Write the data out in full and word for word. Do not include images.
════════════════════
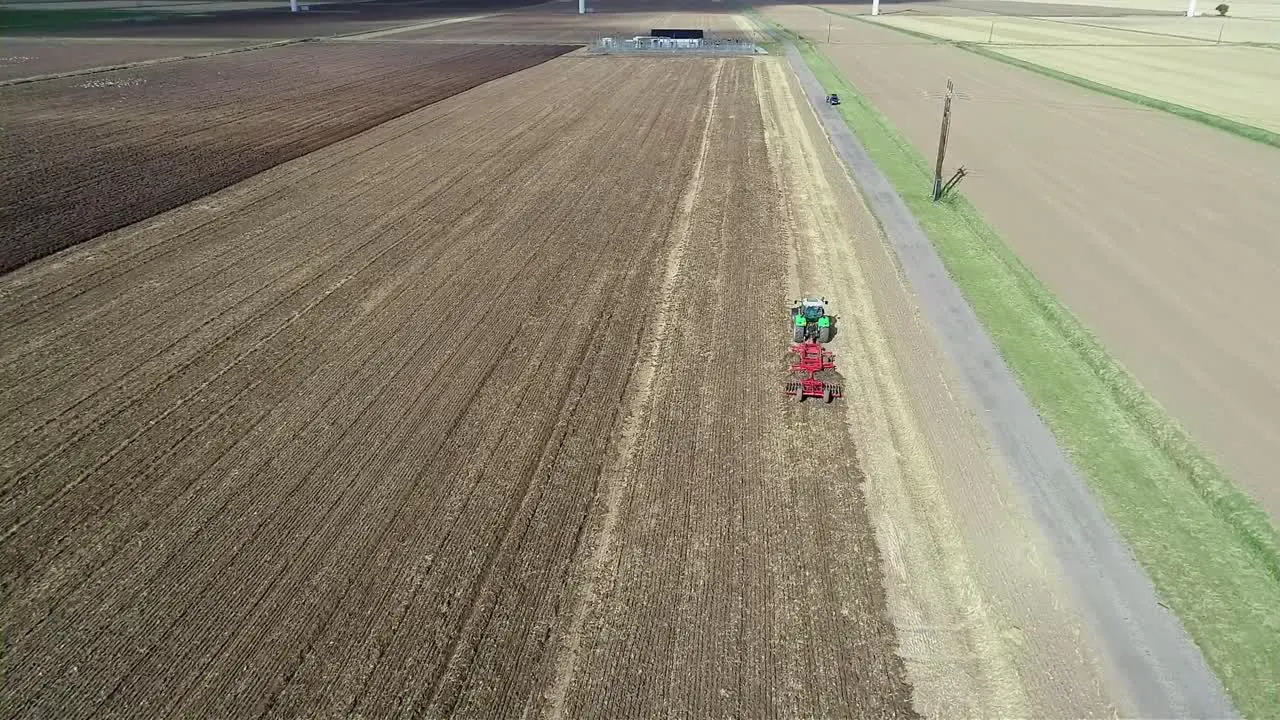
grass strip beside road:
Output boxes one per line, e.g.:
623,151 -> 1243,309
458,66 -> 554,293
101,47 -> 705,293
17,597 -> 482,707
════════════════════
__Reply to the exercise__.
grass strip beside road:
Output boxes one per line, e.g.:
623,151 -> 1243,309
458,66 -> 554,293
101,47 -> 705,293
17,597 -> 482,707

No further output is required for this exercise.